■ TASK ■
The answer must be the full set of records, repeated exactly.

______

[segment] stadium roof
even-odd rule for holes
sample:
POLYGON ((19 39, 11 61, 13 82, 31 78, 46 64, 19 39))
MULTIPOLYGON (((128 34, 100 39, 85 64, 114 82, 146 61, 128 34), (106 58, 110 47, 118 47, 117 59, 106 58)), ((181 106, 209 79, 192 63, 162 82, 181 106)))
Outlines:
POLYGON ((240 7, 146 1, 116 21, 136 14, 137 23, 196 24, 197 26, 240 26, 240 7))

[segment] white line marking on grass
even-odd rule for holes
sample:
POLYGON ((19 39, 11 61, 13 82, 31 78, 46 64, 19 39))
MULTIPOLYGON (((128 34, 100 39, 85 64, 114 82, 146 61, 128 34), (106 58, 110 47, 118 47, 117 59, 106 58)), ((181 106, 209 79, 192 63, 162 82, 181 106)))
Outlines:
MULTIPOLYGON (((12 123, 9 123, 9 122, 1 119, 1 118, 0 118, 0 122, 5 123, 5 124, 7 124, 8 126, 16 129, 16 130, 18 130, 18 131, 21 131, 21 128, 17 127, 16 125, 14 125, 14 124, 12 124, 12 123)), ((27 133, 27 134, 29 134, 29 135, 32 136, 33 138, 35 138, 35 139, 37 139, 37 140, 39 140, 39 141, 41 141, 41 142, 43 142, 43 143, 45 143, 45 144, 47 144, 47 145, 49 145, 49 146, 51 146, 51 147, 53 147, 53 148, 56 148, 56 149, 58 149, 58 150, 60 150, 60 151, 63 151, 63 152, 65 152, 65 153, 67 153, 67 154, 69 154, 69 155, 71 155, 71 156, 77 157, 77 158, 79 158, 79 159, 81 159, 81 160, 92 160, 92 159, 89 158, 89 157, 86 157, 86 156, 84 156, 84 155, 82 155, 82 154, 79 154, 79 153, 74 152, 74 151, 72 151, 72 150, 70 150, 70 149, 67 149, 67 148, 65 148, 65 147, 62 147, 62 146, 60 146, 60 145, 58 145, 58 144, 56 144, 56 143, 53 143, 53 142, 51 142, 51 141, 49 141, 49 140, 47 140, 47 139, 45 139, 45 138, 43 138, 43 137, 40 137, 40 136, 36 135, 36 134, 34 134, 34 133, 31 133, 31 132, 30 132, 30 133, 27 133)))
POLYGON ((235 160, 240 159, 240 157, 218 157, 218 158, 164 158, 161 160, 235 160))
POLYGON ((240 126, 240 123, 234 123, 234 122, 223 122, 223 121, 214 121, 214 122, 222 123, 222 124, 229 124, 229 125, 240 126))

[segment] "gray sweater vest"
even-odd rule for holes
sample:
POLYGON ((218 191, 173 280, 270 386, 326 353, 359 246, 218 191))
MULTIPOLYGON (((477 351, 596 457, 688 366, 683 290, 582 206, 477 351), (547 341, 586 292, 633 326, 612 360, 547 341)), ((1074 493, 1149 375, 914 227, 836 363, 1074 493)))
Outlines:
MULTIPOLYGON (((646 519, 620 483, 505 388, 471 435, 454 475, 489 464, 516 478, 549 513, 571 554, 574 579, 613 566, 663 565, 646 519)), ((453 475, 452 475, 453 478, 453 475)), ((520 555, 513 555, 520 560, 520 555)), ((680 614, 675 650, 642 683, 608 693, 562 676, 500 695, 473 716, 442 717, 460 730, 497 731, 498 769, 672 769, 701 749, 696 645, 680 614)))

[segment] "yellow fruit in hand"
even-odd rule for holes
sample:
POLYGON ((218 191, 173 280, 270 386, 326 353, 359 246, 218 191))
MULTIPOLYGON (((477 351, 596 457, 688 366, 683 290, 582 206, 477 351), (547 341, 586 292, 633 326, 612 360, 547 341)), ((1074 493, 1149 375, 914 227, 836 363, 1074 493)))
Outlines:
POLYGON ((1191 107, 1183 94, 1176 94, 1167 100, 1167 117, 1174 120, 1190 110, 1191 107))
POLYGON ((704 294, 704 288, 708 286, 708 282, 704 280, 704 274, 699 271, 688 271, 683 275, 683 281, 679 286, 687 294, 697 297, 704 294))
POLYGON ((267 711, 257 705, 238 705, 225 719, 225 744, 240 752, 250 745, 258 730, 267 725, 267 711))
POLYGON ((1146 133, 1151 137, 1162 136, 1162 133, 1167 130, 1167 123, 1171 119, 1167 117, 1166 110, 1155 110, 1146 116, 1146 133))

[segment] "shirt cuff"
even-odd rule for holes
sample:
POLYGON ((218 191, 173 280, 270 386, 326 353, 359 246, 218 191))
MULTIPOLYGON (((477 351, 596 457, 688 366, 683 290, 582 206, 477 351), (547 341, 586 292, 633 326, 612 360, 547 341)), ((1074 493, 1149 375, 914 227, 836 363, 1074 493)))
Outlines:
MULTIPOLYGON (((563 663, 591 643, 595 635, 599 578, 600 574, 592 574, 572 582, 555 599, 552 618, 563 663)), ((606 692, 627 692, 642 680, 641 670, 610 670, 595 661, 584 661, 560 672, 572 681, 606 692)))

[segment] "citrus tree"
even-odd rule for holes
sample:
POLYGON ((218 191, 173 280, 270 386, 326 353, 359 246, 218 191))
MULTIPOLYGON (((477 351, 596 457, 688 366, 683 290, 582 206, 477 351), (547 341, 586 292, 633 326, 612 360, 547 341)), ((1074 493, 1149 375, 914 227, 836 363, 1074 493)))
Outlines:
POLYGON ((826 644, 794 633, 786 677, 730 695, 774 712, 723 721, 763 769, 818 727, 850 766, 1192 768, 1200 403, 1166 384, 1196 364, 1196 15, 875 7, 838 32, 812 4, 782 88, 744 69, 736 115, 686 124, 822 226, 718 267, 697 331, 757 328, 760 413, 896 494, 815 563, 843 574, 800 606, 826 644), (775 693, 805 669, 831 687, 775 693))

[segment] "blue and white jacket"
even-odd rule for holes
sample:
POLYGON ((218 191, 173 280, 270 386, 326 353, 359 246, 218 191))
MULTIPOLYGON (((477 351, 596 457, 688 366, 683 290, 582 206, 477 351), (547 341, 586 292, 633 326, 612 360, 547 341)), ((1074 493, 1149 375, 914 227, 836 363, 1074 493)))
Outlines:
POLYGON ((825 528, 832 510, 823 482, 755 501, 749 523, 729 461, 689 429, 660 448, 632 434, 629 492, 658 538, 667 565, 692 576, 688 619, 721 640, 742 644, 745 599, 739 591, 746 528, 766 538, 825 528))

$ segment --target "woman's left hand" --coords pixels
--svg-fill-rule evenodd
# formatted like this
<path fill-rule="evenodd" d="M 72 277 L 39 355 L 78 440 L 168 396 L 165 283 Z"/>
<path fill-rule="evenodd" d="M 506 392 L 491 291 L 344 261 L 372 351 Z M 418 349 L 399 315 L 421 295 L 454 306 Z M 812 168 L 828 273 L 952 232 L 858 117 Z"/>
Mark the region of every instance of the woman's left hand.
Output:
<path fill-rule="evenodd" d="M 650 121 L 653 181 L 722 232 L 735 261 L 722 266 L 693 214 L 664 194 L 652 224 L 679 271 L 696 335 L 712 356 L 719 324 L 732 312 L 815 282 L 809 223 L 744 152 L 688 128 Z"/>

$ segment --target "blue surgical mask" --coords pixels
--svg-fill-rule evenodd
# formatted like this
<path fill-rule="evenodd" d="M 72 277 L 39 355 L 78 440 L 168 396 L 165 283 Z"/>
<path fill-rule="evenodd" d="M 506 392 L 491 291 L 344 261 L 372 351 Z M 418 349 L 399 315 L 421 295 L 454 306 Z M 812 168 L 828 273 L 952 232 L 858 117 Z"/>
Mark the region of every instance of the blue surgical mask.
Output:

______

■ YOUR RESPONSE ■
[segment] stadium roof
even-odd rule for holes
sample:
POLYGON ((19 39, 11 61, 13 82, 31 78, 46 64, 19 39))
MULTIPOLYGON (((128 34, 100 39, 85 64, 114 82, 146 61, 128 34), (106 58, 110 47, 118 47, 117 59, 106 58)), ((181 106, 209 79, 192 63, 162 82, 181 106)))
Outlines:
POLYGON ((240 7, 146 1, 116 21, 136 14, 137 23, 196 24, 197 26, 240 26, 240 7))

[segment] white line marking on grass
even-odd rule for holes
sample:
POLYGON ((19 39, 11 61, 13 82, 31 78, 46 64, 19 39))
MULTIPOLYGON (((128 34, 100 39, 85 64, 114 82, 146 61, 128 34), (106 58, 110 47, 118 47, 117 59, 106 58)), ((181 106, 209 79, 192 63, 162 82, 181 106)))
Outlines:
MULTIPOLYGON (((12 123, 9 123, 9 122, 1 119, 1 118, 0 118, 0 122, 5 123, 5 124, 7 124, 8 126, 16 129, 16 130, 18 130, 18 131, 21 131, 21 128, 17 127, 16 125, 14 125, 14 124, 12 124, 12 123)), ((27 133, 27 134, 29 134, 29 135, 32 136, 33 138, 35 138, 35 139, 37 139, 37 140, 39 140, 39 141, 41 141, 41 142, 43 142, 43 143, 45 143, 45 144, 47 144, 47 145, 49 145, 49 146, 51 146, 51 147, 53 147, 53 148, 56 148, 56 149, 58 149, 58 150, 60 150, 60 151, 63 151, 63 152, 65 152, 65 153, 67 153, 67 154, 69 154, 69 155, 71 155, 71 156, 77 157, 77 158, 79 158, 79 159, 81 159, 81 160, 92 160, 92 159, 89 158, 89 157, 86 157, 86 156, 84 156, 84 155, 82 155, 82 154, 79 154, 79 153, 74 152, 74 151, 72 151, 72 150, 70 150, 70 149, 67 149, 67 148, 65 148, 65 147, 62 147, 62 146, 60 146, 60 145, 58 145, 58 144, 56 144, 56 143, 53 143, 53 142, 51 142, 51 141, 49 141, 49 140, 47 140, 47 139, 45 139, 45 138, 43 138, 43 137, 40 137, 40 136, 36 135, 36 134, 34 134, 34 133, 31 133, 31 132, 30 132, 30 133, 27 133)))
POLYGON ((235 160, 240 159, 240 157, 218 157, 218 158, 164 158, 161 160, 235 160))
POLYGON ((240 126, 240 123, 234 123, 234 122, 223 122, 223 121, 214 121, 214 122, 222 123, 222 124, 229 124, 229 125, 240 126))

[segment] "gray sweater vest"
even-odd rule for holes
sample:
POLYGON ((218 191, 173 280, 270 386, 326 353, 359 246, 218 191))
MULTIPOLYGON (((477 351, 596 457, 688 366, 683 290, 582 206, 477 351), (547 341, 586 292, 633 326, 612 360, 547 341)), ((1074 493, 1149 375, 914 227, 836 363, 1074 493)))
Outlines:
MULTIPOLYGON (((646 519, 620 483, 505 388, 471 435, 454 475, 489 464, 516 478, 549 513, 571 554, 574 579, 613 566, 663 565, 646 519)), ((453 475, 452 475, 453 478, 453 475)), ((520 555, 513 555, 520 560, 520 555)), ((680 614, 675 650, 642 683, 608 693, 562 676, 500 695, 473 716, 442 717, 460 730, 497 731, 498 769, 672 769, 701 749, 696 645, 680 614)))

[segment] "yellow fruit in hand"
even-odd rule for holes
sample:
POLYGON ((218 191, 173 280, 270 386, 326 353, 359 246, 218 191))
MULTIPOLYGON (((477 351, 596 457, 688 366, 683 290, 582 206, 477 351), (547 341, 586 292, 633 326, 612 360, 547 341)), ((1074 493, 1149 375, 914 227, 836 363, 1074 493)))
Outlines:
POLYGON ((1191 107, 1183 94, 1176 94, 1167 100, 1167 117, 1174 120, 1190 110, 1191 107))
POLYGON ((704 294, 704 288, 708 286, 708 282, 704 280, 704 274, 699 271, 688 271, 683 275, 683 281, 679 286, 687 294, 697 297, 704 294))
POLYGON ((267 711, 257 705, 238 705, 225 719, 225 744, 240 752, 250 745, 258 730, 267 725, 267 711))
POLYGON ((1146 133, 1151 137, 1162 136, 1162 133, 1167 130, 1167 123, 1171 119, 1167 117, 1166 110, 1155 110, 1146 116, 1146 133))

[segment] "shirt cuff"
even-odd rule for holes
sample:
POLYGON ((218 191, 173 280, 270 386, 326 353, 359 246, 218 191))
MULTIPOLYGON (((477 351, 596 457, 688 366, 683 290, 582 206, 477 351), (547 341, 586 292, 633 326, 612 360, 547 341)), ((1074 493, 1149 375, 914 227, 836 363, 1074 493)))
Outlines:
MULTIPOLYGON (((563 663, 591 643, 595 635, 599 578, 600 574, 592 574, 572 582, 555 599, 552 618, 563 663)), ((606 692, 627 692, 642 680, 641 670, 610 670, 595 661, 584 661, 560 672, 572 681, 606 692)))

[segment] "citrus tree"
even-odd rule for holes
sample:
POLYGON ((218 191, 173 280, 270 386, 326 353, 359 246, 218 191))
MULTIPOLYGON (((477 351, 596 457, 688 366, 683 290, 582 206, 477 351), (547 341, 586 292, 633 326, 612 360, 547 341)), ((1074 493, 1149 375, 914 227, 836 363, 1074 493)))
Outlines:
POLYGON ((826 644, 794 633, 786 677, 730 695, 774 712, 723 721, 763 769, 818 727, 850 766, 1192 768, 1200 403, 1166 384, 1196 364, 1196 15, 875 7, 838 32, 812 4, 782 88, 744 69, 736 115, 686 124, 822 226, 718 267, 697 331, 757 328, 760 413, 896 494, 815 563, 843 574, 800 606, 826 644), (775 693, 805 669, 831 687, 775 693))

[segment] "blue and white jacket"
even-odd rule for holes
sample:
POLYGON ((218 191, 173 280, 270 386, 326 353, 359 246, 218 191))
MULTIPOLYGON (((477 351, 596 457, 688 366, 683 290, 582 206, 477 351), (547 341, 586 292, 633 326, 612 360, 547 341)), ((1074 493, 1149 375, 914 227, 836 363, 1074 493)))
Outlines:
POLYGON ((825 528, 832 510, 823 482, 755 501, 749 523, 729 461, 689 429, 660 448, 632 434, 629 492, 658 538, 667 565, 692 576, 688 619, 721 640, 742 644, 745 599, 739 591, 746 528, 766 538, 825 528))

$ segment --target "woman's left hand" --coords pixels
--svg-fill-rule evenodd
# formatted like this
<path fill-rule="evenodd" d="M 72 277 L 39 355 L 78 440 L 168 396 L 165 283 Z"/>
<path fill-rule="evenodd" d="M 506 392 L 491 291 L 344 261 L 372 351 Z M 418 349 L 399 315 L 421 295 L 454 306 Z M 812 168 L 828 273 L 952 232 L 858 117 Z"/>
Mark the region of every instance of the woman's left hand.
Output:
<path fill-rule="evenodd" d="M 650 121 L 653 181 L 722 232 L 735 261 L 722 266 L 693 214 L 664 194 L 652 224 L 679 271 L 696 335 L 712 356 L 719 324 L 732 312 L 815 282 L 809 223 L 744 152 L 688 128 Z"/>

$ segment --target "blue surgical mask" --coords pixels
--svg-fill-rule evenodd
# formatted like this
<path fill-rule="evenodd" d="M 72 277 L 39 355 L 78 440 L 168 396 L 165 283 Z"/>
<path fill-rule="evenodd" d="M 506 392 L 491 291 L 344 261 L 372 351 Z M 418 349 L 399 315 L 421 295 L 454 306 Z M 812 168 L 828 273 L 952 232 L 858 117 Z"/>
Mark the region of every instance of the blue surgical mask.
Output:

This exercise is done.